They do not get all the nutrition they need from wild bird seed, and incidentally wild bird seed comes in huge bags, not so smaller anymore. Pigeon seed can be bought by the lb.

*


----------



## FredaH (Apr 5, 2016)

jak2002003 said:


> Pigeon mix... as you must know, comes in huge sacks. This poster only has one pigeon. If they buy a big sack the seed will decrease in nutritional value by the time its all eaten... all the sack will be like many years supply for just one pigeon.
> 
> They don't need this pigeon mix.. its just a pet pigeon.. not a racer or performing flying bird. They get all they need form the wild bird seed.. and is much cheaper and more easily available then specialist pigeon foods.


Not so!

OP you can get good quality pigeon mix in smaller quantities. Mine are pet pigeons but I wouldn't just give them wild bird seed. Amazon sell many different types and if you search online you'll find a good mix.

★ ★ ★ ★

Requests
(1) Answer these questions about the pigeon-feed thread:
(a) According to the opening lines, in what unit can pigeon seed be bought?
(b) How many pigeons does the quoted post say the poster has?
(c) Which seller does FredaH name as offering many different types of pigeon mix?
(2) Carry on the pigeon-feed thread with the next part of the discussion, starting after its final sentence.
The records play no part in what you are asked to do here.

Given records
★ ★ ★ ★

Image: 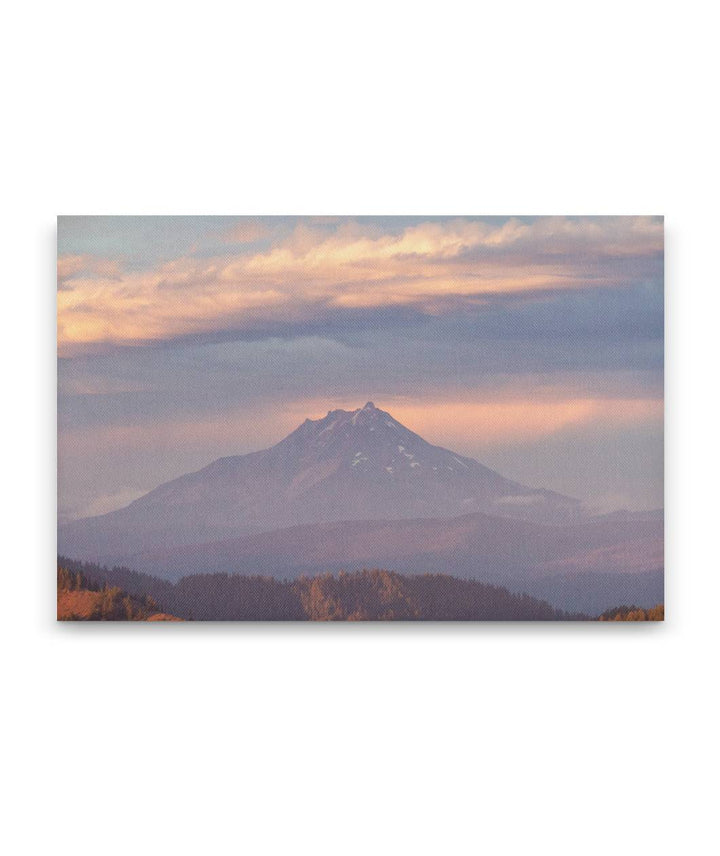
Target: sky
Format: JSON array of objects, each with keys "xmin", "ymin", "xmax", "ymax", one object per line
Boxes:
[{"xmin": 58, "ymin": 217, "xmax": 664, "ymax": 520}]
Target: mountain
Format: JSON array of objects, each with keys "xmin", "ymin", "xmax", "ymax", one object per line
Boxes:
[
  {"xmin": 58, "ymin": 402, "xmax": 581, "ymax": 562},
  {"xmin": 130, "ymin": 514, "xmax": 663, "ymax": 580},
  {"xmin": 119, "ymin": 514, "xmax": 663, "ymax": 614}
]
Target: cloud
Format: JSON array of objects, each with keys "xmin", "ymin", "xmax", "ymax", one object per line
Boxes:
[{"xmin": 58, "ymin": 217, "xmax": 663, "ymax": 355}]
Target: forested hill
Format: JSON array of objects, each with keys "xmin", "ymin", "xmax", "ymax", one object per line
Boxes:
[
  {"xmin": 58, "ymin": 557, "xmax": 587, "ymax": 621},
  {"xmin": 57, "ymin": 566, "xmax": 180, "ymax": 621}
]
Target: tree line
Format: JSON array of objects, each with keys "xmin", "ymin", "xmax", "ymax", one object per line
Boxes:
[{"xmin": 58, "ymin": 558, "xmax": 588, "ymax": 621}]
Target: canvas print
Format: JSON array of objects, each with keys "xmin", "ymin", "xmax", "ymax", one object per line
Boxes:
[{"xmin": 57, "ymin": 216, "xmax": 664, "ymax": 622}]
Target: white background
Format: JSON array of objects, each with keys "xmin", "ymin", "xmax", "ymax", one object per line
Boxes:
[{"xmin": 0, "ymin": 0, "xmax": 720, "ymax": 856}]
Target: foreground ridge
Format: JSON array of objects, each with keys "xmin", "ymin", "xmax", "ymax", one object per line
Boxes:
[{"xmin": 58, "ymin": 557, "xmax": 588, "ymax": 621}]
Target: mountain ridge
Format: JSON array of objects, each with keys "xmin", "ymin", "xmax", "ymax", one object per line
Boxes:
[{"xmin": 58, "ymin": 401, "xmax": 582, "ymax": 561}]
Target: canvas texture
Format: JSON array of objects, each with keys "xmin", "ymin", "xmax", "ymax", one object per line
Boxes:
[{"xmin": 57, "ymin": 216, "xmax": 664, "ymax": 622}]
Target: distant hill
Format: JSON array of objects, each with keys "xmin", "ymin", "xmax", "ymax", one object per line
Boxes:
[
  {"xmin": 57, "ymin": 566, "xmax": 180, "ymax": 621},
  {"xmin": 58, "ymin": 402, "xmax": 581, "ymax": 563},
  {"xmin": 59, "ymin": 558, "xmax": 587, "ymax": 621}
]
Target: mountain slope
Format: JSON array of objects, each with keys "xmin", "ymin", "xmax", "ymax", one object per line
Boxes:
[
  {"xmin": 130, "ymin": 514, "xmax": 663, "ymax": 580},
  {"xmin": 58, "ymin": 402, "xmax": 580, "ymax": 561}
]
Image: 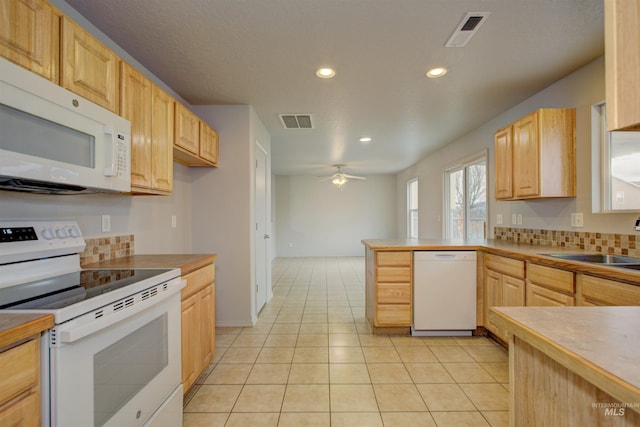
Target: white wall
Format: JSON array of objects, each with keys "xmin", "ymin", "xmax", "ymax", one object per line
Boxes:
[
  {"xmin": 0, "ymin": 164, "xmax": 191, "ymax": 254},
  {"xmin": 275, "ymin": 175, "xmax": 396, "ymax": 257},
  {"xmin": 191, "ymin": 105, "xmax": 271, "ymax": 326},
  {"xmin": 397, "ymin": 58, "xmax": 638, "ymax": 238}
]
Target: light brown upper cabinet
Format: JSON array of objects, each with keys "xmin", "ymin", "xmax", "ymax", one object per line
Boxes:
[
  {"xmin": 0, "ymin": 0, "xmax": 61, "ymax": 83},
  {"xmin": 173, "ymin": 102, "xmax": 218, "ymax": 166},
  {"xmin": 494, "ymin": 108, "xmax": 576, "ymax": 200},
  {"xmin": 494, "ymin": 125, "xmax": 513, "ymax": 199},
  {"xmin": 60, "ymin": 17, "xmax": 120, "ymax": 114},
  {"xmin": 604, "ymin": 0, "xmax": 640, "ymax": 130},
  {"xmin": 120, "ymin": 61, "xmax": 174, "ymax": 194}
]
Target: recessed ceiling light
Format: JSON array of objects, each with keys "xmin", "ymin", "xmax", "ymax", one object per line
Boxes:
[
  {"xmin": 316, "ymin": 68, "xmax": 336, "ymax": 79},
  {"xmin": 427, "ymin": 67, "xmax": 447, "ymax": 79}
]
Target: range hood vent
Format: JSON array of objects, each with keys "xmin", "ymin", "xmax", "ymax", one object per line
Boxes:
[
  {"xmin": 280, "ymin": 114, "xmax": 313, "ymax": 129},
  {"xmin": 445, "ymin": 12, "xmax": 491, "ymax": 47}
]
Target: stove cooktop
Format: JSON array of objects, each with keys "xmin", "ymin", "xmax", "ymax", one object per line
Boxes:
[{"xmin": 0, "ymin": 269, "xmax": 172, "ymax": 311}]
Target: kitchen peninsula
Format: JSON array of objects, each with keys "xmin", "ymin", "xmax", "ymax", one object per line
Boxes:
[
  {"xmin": 489, "ymin": 307, "xmax": 640, "ymax": 426},
  {"xmin": 362, "ymin": 239, "xmax": 640, "ymax": 334}
]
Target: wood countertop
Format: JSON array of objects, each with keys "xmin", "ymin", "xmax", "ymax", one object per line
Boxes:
[
  {"xmin": 489, "ymin": 307, "xmax": 640, "ymax": 412},
  {"xmin": 362, "ymin": 239, "xmax": 640, "ymax": 285},
  {"xmin": 82, "ymin": 254, "xmax": 218, "ymax": 275},
  {"xmin": 0, "ymin": 313, "xmax": 54, "ymax": 350}
]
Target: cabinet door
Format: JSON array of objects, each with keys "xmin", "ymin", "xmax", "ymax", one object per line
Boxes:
[
  {"xmin": 198, "ymin": 286, "xmax": 216, "ymax": 371},
  {"xmin": 484, "ymin": 270, "xmax": 503, "ymax": 337},
  {"xmin": 604, "ymin": 0, "xmax": 640, "ymax": 131},
  {"xmin": 527, "ymin": 283, "xmax": 576, "ymax": 307},
  {"xmin": 174, "ymin": 102, "xmax": 200, "ymax": 156},
  {"xmin": 0, "ymin": 0, "xmax": 60, "ymax": 84},
  {"xmin": 513, "ymin": 113, "xmax": 540, "ymax": 197},
  {"xmin": 120, "ymin": 62, "xmax": 152, "ymax": 188},
  {"xmin": 494, "ymin": 126, "xmax": 513, "ymax": 199},
  {"xmin": 60, "ymin": 17, "xmax": 120, "ymax": 114},
  {"xmin": 151, "ymin": 85, "xmax": 175, "ymax": 193},
  {"xmin": 182, "ymin": 294, "xmax": 200, "ymax": 393},
  {"xmin": 200, "ymin": 121, "xmax": 219, "ymax": 166},
  {"xmin": 502, "ymin": 276, "xmax": 526, "ymax": 307}
]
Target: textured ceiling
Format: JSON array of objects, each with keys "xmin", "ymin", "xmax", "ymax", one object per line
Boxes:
[{"xmin": 67, "ymin": 0, "xmax": 604, "ymax": 175}]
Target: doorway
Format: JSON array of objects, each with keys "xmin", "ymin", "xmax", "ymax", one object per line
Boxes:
[{"xmin": 255, "ymin": 141, "xmax": 271, "ymax": 314}]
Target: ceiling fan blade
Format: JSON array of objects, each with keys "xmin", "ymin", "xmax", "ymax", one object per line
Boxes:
[{"xmin": 342, "ymin": 174, "xmax": 367, "ymax": 180}]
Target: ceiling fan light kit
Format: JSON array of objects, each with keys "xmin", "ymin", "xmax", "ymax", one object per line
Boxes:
[{"xmin": 320, "ymin": 165, "xmax": 367, "ymax": 190}]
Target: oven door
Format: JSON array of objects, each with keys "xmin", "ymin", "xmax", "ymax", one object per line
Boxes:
[{"xmin": 50, "ymin": 289, "xmax": 182, "ymax": 427}]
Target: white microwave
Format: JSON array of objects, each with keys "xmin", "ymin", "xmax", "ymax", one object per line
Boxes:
[{"xmin": 0, "ymin": 58, "xmax": 131, "ymax": 194}]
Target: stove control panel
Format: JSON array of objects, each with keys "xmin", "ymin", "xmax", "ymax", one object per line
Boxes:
[{"xmin": 0, "ymin": 220, "xmax": 85, "ymax": 264}]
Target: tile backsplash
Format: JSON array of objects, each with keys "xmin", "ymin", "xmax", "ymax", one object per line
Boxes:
[
  {"xmin": 80, "ymin": 234, "xmax": 135, "ymax": 266},
  {"xmin": 494, "ymin": 227, "xmax": 640, "ymax": 257}
]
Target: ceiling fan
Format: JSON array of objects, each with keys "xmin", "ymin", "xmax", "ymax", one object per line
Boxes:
[{"xmin": 320, "ymin": 165, "xmax": 367, "ymax": 190}]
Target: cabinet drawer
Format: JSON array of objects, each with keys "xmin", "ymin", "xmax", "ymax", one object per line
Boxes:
[
  {"xmin": 579, "ymin": 275, "xmax": 640, "ymax": 305},
  {"xmin": 527, "ymin": 263, "xmax": 576, "ymax": 295},
  {"xmin": 181, "ymin": 264, "xmax": 215, "ymax": 301},
  {"xmin": 376, "ymin": 251, "xmax": 411, "ymax": 266},
  {"xmin": 484, "ymin": 254, "xmax": 524, "ymax": 279},
  {"xmin": 377, "ymin": 283, "xmax": 411, "ymax": 304},
  {"xmin": 376, "ymin": 267, "xmax": 411, "ymax": 283},
  {"xmin": 527, "ymin": 283, "xmax": 576, "ymax": 307},
  {"xmin": 375, "ymin": 304, "xmax": 411, "ymax": 326},
  {"xmin": 0, "ymin": 338, "xmax": 40, "ymax": 405}
]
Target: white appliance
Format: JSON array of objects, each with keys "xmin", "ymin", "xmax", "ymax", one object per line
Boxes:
[
  {"xmin": 411, "ymin": 251, "xmax": 477, "ymax": 336},
  {"xmin": 0, "ymin": 221, "xmax": 184, "ymax": 427},
  {"xmin": 0, "ymin": 58, "xmax": 131, "ymax": 194}
]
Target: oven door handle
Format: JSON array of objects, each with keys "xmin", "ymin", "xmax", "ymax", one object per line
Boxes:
[{"xmin": 54, "ymin": 277, "xmax": 187, "ymax": 344}]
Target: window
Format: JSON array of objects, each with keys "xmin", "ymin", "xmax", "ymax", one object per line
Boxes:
[
  {"xmin": 444, "ymin": 154, "xmax": 487, "ymax": 240},
  {"xmin": 591, "ymin": 103, "xmax": 640, "ymax": 212},
  {"xmin": 407, "ymin": 178, "xmax": 418, "ymax": 239}
]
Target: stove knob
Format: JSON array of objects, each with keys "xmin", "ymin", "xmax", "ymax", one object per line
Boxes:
[
  {"xmin": 69, "ymin": 225, "xmax": 80, "ymax": 237},
  {"xmin": 42, "ymin": 228, "xmax": 56, "ymax": 240}
]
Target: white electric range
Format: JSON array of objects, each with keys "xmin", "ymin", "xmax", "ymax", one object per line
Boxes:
[{"xmin": 0, "ymin": 221, "xmax": 184, "ymax": 427}]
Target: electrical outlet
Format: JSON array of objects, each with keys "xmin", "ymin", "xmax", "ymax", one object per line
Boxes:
[
  {"xmin": 102, "ymin": 215, "xmax": 111, "ymax": 233},
  {"xmin": 571, "ymin": 212, "xmax": 584, "ymax": 227}
]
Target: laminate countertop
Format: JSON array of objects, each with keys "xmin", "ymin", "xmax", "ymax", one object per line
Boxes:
[
  {"xmin": 362, "ymin": 239, "xmax": 640, "ymax": 285},
  {"xmin": 489, "ymin": 307, "xmax": 640, "ymax": 412},
  {"xmin": 0, "ymin": 313, "xmax": 54, "ymax": 350},
  {"xmin": 82, "ymin": 254, "xmax": 218, "ymax": 275}
]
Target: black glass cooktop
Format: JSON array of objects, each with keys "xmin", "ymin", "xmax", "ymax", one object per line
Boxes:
[{"xmin": 0, "ymin": 269, "xmax": 169, "ymax": 310}]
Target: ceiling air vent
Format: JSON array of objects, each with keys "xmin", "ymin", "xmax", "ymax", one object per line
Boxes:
[
  {"xmin": 280, "ymin": 114, "xmax": 313, "ymax": 129},
  {"xmin": 445, "ymin": 12, "xmax": 491, "ymax": 47}
]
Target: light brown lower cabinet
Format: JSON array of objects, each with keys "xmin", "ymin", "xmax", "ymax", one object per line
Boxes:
[
  {"xmin": 366, "ymin": 248, "xmax": 413, "ymax": 333},
  {"xmin": 182, "ymin": 264, "xmax": 216, "ymax": 394},
  {"xmin": 576, "ymin": 274, "xmax": 640, "ymax": 305},
  {"xmin": 526, "ymin": 263, "xmax": 576, "ymax": 307},
  {"xmin": 484, "ymin": 254, "xmax": 525, "ymax": 342},
  {"xmin": 0, "ymin": 335, "xmax": 41, "ymax": 427}
]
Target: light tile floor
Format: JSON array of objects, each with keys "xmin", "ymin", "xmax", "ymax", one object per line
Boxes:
[{"xmin": 184, "ymin": 257, "xmax": 509, "ymax": 427}]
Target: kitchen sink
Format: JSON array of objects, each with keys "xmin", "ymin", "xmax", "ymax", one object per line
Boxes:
[{"xmin": 545, "ymin": 254, "xmax": 640, "ymax": 268}]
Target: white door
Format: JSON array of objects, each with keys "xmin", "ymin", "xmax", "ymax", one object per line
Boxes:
[{"xmin": 255, "ymin": 141, "xmax": 270, "ymax": 313}]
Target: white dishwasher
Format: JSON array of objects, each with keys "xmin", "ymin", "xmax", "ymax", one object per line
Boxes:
[{"xmin": 411, "ymin": 251, "xmax": 476, "ymax": 336}]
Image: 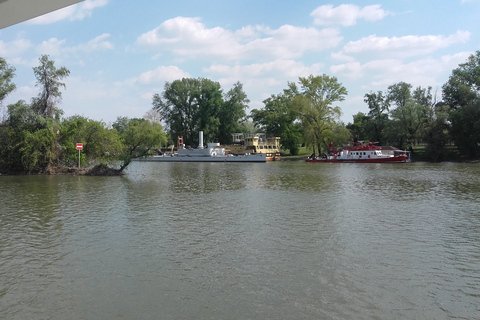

★ ★ ★ ★

Solved tasks
(1)
(a) By the lb.
(b) One.
(c) Amazon.

(2)
----------



## Jay3 (May 4, 2008)

I can't buy it by the lb. here, but if I had one bird, I wouldn't give it wild bird feed. I would get a pigeon/dove mix, and add to it till it was more like a pigeon mix. Many wild bird mixes are really bad, and contain maybe three different things in them. Usually nothing nutritious. If you only have one bird, then you can afford to do better than that.
You can also google pigeon mixes to give you a better idea of what is in them, and how they look.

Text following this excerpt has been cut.